**Exercise instructions:** Transcribe the records in their entirety, exactly as given.
Exercise material Block Start
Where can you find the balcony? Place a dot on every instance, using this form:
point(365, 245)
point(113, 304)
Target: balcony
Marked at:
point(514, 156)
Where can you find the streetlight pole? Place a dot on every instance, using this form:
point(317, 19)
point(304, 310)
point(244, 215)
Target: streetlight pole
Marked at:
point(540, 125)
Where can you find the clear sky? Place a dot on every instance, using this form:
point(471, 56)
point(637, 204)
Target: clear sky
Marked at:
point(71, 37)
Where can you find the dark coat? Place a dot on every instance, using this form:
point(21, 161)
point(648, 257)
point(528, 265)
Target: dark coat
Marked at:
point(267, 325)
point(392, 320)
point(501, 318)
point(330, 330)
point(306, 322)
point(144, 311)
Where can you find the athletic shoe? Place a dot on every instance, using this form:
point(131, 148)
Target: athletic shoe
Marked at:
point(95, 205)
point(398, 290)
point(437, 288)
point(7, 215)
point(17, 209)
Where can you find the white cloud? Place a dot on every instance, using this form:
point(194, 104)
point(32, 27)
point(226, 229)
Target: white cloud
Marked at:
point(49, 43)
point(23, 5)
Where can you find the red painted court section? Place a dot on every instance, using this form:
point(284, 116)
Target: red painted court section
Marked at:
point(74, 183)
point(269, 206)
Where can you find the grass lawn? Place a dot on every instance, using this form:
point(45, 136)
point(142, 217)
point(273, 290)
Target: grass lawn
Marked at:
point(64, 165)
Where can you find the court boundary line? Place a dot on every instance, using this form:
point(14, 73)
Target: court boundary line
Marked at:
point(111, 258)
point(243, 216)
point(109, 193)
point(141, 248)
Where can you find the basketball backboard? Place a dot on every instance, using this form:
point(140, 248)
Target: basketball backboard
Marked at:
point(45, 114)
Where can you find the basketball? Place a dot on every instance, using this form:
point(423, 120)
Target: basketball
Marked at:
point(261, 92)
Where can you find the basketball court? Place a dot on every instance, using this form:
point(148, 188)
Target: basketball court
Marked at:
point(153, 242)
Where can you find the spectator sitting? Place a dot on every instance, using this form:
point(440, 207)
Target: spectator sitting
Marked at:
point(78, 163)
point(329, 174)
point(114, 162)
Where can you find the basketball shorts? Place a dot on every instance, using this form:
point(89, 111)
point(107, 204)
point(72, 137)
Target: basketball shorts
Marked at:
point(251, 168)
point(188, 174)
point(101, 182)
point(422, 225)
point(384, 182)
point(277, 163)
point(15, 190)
Exercise material Block End
**Answer box:**
Where can you find the balcony? Place a dot on every instance, using this form:
point(365, 245)
point(113, 304)
Target: balcony
Marked at:
point(514, 156)
Where can you find the streetlight pole? Place a dot on every instance, using this form:
point(317, 19)
point(304, 310)
point(244, 215)
Target: streetlight pole
Marked at:
point(540, 125)
Where can you find the clear sky? Place a dot on every instance, using this form:
point(471, 56)
point(637, 204)
Target: clear sky
Marked at:
point(71, 37)
Where can you find the dark coat? Place a dot on every instance, using this form:
point(21, 161)
point(648, 257)
point(528, 265)
Target: dark coat
Marked at:
point(267, 325)
point(392, 320)
point(501, 318)
point(330, 330)
point(306, 322)
point(144, 311)
Where can you find the athletic shoe? Place a dot on every instance, using this form:
point(131, 148)
Target: athletic shoe
Marked at:
point(95, 205)
point(398, 290)
point(437, 288)
point(7, 215)
point(17, 209)
Where can you find the white cloud? Place a dot on every instance, using this form:
point(194, 104)
point(32, 27)
point(226, 229)
Target: white cloud
Marked at:
point(49, 43)
point(23, 5)
Where can you find the red painted court section? Place a dot on every instance, using this form:
point(284, 116)
Target: red painted court section
Marked at:
point(74, 183)
point(269, 206)
Where can you find the grass lawn? Place a dot on every instance, using this form:
point(45, 136)
point(142, 217)
point(273, 290)
Target: grass lawn
Marked at:
point(64, 165)
Where can you find the court boundary line? Place a dot on every instance, using this form:
point(14, 73)
Target: court boundary line
Marked at:
point(111, 258)
point(243, 216)
point(109, 193)
point(141, 248)
Where can you find the basketball backboard? Place a dot on every instance, using this form:
point(140, 248)
Target: basketball backboard
Marked at:
point(45, 114)
Where can you find the basketball? Place a dot on every instance, using this form:
point(423, 120)
Target: basketball
Marked at:
point(261, 92)
Where can you find the basketball court? Place a dot on every instance, using this form:
point(148, 188)
Target: basketball court
Marked at:
point(153, 242)
Where can you find the spectator sitting? Place a dot on every instance, using this form:
point(440, 207)
Target: spectator sitting
Marked at:
point(78, 163)
point(329, 174)
point(114, 162)
Where can you find the basketball shorts? Place a dot on every instance, using this form:
point(89, 111)
point(107, 204)
point(72, 137)
Target: basketball shorts
Marked at:
point(251, 168)
point(188, 174)
point(101, 182)
point(422, 225)
point(384, 182)
point(277, 163)
point(15, 190)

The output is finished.